### Passage to read
————————
The first word that came to my mind when I opened the box was colorful! This model’s preprinted EPP foam cover really stands out and, as I found out later, helps a lot with orientation. One of my neighbors walked by as I was loading it in the car and she said, “That’s beautiful—a work of art.”

Aside from the striking paint job, the airplane itself gave the impression of being extremely lightweight and quick to build as I unboxed it. Everything was well protected and arrived without any damage or marks to the foam.

Then I noticed—no instruction manual. No problem; I’d just download the PDF version, but there isn’t one. There is a well-illustrated build blog in its place though. I couldn’t wait to get started.




All of the parts are laid out and ready for assembly.


Assembly

Before assembling the model, read through the manufacturer’s build blog and familiarize yourself with the process and pieces. The blog doesn’t show the latest version, but there aren’t any significant changes not mentioned in the narrative. The whole build shouldn’t take more than two or three hours.

If you haven’t ordered your motor system, you’ll need to do that and acquire the appropriate glues. I chose the recommended Hacker A30-14L motor and ESC.

I also purchased the optional USB Hacker X-Pro Interface for programming the ESC. It can be done with the transmitter, but I prefer a computer interface that also allows me to update any firmware. My success with Hacker motors and controllers in the past made me glad to see it was the recommended system. Quality motors and controllers pay big dividends over time.

Pay close attention to the gluing recommendations in the blog. Although the airplane is covered with a layer of EPP foam, the core of the wing is actually EPS foam. If you use regular CA glue on the aileron hinges, you will damage the wing core. Be sure to use foam-safe CA there.




All of the surfaces use CA-type hinges. It’s important to pay close attention to the gluing recommendations.


The company also recommends contact-type glue for the tail assembly. I opted for Bob Smith Industries Foam-Cure cement, which is easy to use and dries quickly. Apply it to both surfaces, mash them together and pull them apart for roughly 30 seconds, then stick them together again. This stuff is quick to dry and holds like crazy!

I used BSI’s Super Gold+ foam safe CA and Insta-Cure thin CA for the rest.
————————
### Exercises
1. Answer these questions from the foam airplane review:
(a) What motor and ESC did the reviewer choose?
(b) What kind of foam forms the core of the wing?
(c) How long should the whole build take?
2. Supply the next part of the foam airplane review, picking up after its final sentence.

Point placement records
————————
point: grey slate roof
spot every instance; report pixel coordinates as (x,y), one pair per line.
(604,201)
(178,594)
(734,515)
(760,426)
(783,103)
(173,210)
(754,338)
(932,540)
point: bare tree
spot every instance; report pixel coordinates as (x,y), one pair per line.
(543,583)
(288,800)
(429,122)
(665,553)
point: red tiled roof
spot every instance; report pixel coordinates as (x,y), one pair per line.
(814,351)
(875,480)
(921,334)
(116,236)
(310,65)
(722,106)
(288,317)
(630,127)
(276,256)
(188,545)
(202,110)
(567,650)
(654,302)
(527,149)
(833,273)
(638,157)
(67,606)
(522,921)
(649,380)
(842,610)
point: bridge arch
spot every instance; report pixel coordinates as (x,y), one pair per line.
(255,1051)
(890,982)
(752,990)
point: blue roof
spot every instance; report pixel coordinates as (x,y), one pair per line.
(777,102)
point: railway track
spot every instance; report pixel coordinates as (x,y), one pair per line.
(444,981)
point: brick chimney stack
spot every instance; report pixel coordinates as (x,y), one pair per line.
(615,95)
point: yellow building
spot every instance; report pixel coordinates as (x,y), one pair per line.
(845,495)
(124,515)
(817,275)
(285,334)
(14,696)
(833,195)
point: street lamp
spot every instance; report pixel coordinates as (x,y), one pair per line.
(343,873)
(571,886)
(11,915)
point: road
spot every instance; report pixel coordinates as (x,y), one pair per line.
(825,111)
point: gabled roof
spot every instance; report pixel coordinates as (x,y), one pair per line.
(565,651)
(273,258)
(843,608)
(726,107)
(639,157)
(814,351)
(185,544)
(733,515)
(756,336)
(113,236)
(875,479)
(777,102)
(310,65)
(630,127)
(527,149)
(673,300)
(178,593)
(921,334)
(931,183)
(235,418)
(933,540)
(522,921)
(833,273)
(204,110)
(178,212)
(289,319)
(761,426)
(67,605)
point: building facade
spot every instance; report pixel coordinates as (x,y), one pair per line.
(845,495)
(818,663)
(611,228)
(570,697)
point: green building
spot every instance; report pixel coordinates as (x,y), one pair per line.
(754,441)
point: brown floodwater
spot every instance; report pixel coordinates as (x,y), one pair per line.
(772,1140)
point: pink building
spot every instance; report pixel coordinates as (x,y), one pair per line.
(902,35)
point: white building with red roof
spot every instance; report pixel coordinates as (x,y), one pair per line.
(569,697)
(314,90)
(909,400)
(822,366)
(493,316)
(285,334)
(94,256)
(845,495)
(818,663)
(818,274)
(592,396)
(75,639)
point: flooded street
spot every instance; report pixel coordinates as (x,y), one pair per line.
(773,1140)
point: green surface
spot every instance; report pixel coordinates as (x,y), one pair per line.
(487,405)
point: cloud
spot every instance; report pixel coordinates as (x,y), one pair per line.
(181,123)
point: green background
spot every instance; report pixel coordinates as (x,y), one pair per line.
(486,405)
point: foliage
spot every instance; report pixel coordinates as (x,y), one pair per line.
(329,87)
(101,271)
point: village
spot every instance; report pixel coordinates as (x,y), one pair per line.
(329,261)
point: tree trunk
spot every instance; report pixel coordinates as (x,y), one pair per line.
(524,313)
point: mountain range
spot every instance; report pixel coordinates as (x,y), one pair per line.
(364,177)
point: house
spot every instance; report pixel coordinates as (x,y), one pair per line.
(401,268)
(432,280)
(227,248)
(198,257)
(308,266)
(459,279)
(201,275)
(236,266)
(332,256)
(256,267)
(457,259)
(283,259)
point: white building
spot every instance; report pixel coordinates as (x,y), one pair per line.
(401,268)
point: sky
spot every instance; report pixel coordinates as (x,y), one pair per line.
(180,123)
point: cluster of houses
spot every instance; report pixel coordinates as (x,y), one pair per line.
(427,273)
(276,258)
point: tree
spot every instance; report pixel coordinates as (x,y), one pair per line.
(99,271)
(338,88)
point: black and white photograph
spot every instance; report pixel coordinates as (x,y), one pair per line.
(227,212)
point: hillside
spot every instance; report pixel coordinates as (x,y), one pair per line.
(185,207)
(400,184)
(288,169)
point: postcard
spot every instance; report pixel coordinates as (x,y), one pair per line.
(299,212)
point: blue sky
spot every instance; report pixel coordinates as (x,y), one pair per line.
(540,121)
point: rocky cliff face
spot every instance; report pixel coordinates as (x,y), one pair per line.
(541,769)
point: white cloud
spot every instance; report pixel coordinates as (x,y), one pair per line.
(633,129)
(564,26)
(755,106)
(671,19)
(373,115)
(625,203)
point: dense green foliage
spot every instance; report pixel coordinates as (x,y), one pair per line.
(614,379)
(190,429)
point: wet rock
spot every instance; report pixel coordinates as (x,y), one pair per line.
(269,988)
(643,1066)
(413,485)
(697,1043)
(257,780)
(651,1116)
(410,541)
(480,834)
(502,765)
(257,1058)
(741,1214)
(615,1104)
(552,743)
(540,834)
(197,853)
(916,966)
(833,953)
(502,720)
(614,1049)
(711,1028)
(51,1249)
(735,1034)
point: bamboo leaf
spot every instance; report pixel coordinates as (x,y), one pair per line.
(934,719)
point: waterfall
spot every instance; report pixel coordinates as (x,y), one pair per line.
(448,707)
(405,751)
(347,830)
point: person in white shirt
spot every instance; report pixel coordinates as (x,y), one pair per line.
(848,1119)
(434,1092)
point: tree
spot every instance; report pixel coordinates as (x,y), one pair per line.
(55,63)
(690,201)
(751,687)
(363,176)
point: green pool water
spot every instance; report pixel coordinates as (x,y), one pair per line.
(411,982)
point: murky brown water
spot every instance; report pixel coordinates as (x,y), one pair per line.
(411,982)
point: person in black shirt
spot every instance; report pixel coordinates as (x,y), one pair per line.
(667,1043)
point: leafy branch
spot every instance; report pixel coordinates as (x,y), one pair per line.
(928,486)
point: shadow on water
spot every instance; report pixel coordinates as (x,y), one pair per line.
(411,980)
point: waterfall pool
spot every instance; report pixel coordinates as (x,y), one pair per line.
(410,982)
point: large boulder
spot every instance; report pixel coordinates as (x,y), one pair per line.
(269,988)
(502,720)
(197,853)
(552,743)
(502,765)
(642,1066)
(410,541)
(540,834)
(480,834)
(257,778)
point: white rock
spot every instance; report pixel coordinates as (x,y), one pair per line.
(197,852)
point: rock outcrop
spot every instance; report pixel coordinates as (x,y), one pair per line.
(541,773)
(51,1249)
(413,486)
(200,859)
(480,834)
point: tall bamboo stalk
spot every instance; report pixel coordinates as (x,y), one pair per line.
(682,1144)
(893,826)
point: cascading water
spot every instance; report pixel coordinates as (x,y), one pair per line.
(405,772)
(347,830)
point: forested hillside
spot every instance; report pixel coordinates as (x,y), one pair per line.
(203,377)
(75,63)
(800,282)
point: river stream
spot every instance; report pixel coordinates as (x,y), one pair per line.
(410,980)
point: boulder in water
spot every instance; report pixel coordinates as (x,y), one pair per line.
————————
### Written answers
1.
(a) The recommended Hacker A30-14L motor and ESC.
(b) EPS foam.
(c) No more than two or three hours.

2.
Assembly begins with gluing the motor box to the front of the fuselage. Preinstalled carbon-fiber rods align with holes in the firewall and sit firmly along the corners of the fuselage box. CA glue holds it all in place. Aerobeez recommends reinforcing the joints with CA glue for security. I added a touch of 15-minute epoxy along the edges where the carbon-fiber rods rested.

The landing gear bolts are already in the blind nuts under the EPP fuselage covering. Pull the covering back along the cut line and you’ll see them hiding there. Don’t remove the flap of EPP because it will be taped down to cover the bottom of the gear after it’s bolted on. Don’t miss the part about the foam gear braces that sandwich over the carbon-fiber legs. They add to the aesthetics and the Foam-Cure adhesive is perfect for this job.




After the gear is bolted in place, the flap covers the hardware.


Most of the hinged surfaces use regular CA hinges, but again, be sure to use foam-safe CL glue for the aileron hinges. The precut surfaces accept the hinges on both the wing and tail.

Before you install the horizontal stabilizer, you need to remove a small piece at the rear of the fuselage. Be sure to keep that because you’ll glue it back in place when the stabilizer has been secured. The tail wheel assembly is nice and fits into predrilled holes.

Futaba S3117 servos fit in the precut holes and are bolted down without any modification. I needed a couple of 6-inch extensions for the ailerons and 12-inch extensions for my tail surface servos. I mounted the Futaba R617FS FAAST receiver on the radio deck toward the rear of the fuselage.

The kit comes with servo arm extensions that screw to your regular servo arms or wheels to give the extra throw required for the 3-D setup. Mine aligned with existing holes and screwed on without drilling.

The motor and cowl installation is where you’ll spend most of your build time. Nothing difficult here, but there isn’t any mention of how the cowl is opened or fastened to the firewall. It’s a shame because it’s probably one of the more innovative design ideas I’ve seen in a long time and deserved some attention in the build blog.

Four L-shaped wood hooks align with holes in the firewall and when fully inserted, they will slide down to lock in place. When the front of the canopy tabs slide into their retention holes, they also lock in the top of the cowl plate so it can’t come loose. It’s secure, yet easy to disassemble if ever the need arises.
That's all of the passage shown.